§ TASK BRIEF
Reproduce the entries below word for word, omitting the picture.

§ DATASET RECORDS
.....

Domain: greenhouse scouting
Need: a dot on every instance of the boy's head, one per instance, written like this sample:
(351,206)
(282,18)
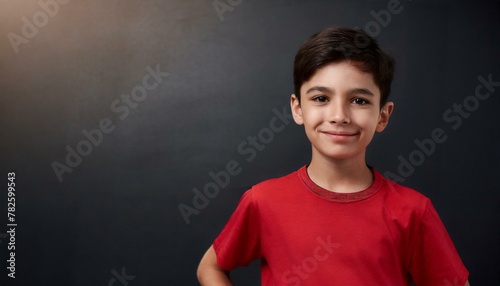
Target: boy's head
(338,44)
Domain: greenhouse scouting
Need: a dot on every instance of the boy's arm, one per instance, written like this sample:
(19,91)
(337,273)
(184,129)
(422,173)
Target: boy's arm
(209,273)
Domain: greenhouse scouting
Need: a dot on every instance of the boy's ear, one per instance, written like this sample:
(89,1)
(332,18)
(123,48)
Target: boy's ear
(383,118)
(296,109)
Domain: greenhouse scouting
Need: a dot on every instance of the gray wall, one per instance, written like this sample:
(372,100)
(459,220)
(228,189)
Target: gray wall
(229,74)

.....

§ EXERCISE RESULT
Domain: greenhouse scouting
Need: a dot on every instance of the boy's head, one per instance, written like this sample:
(351,206)
(282,18)
Target: boy's head
(338,44)
Domain: greenhouse scouting
Need: a dot on every instance of the boy's arm, one per instance, written like this sample:
(19,91)
(337,273)
(184,129)
(422,173)
Target: boy's arm
(209,273)
Domain: greenhouse scouting
Need: a dot on every instance of the boy's ear, one per instance, written like this sample:
(89,1)
(332,18)
(123,48)
Target: boy's ear
(383,118)
(296,109)
Domain: greenhouse scouting
Need: a dot on every instance of the gray wall, one per instance, written like this sample:
(372,100)
(459,220)
(228,189)
Target: gray wall
(229,74)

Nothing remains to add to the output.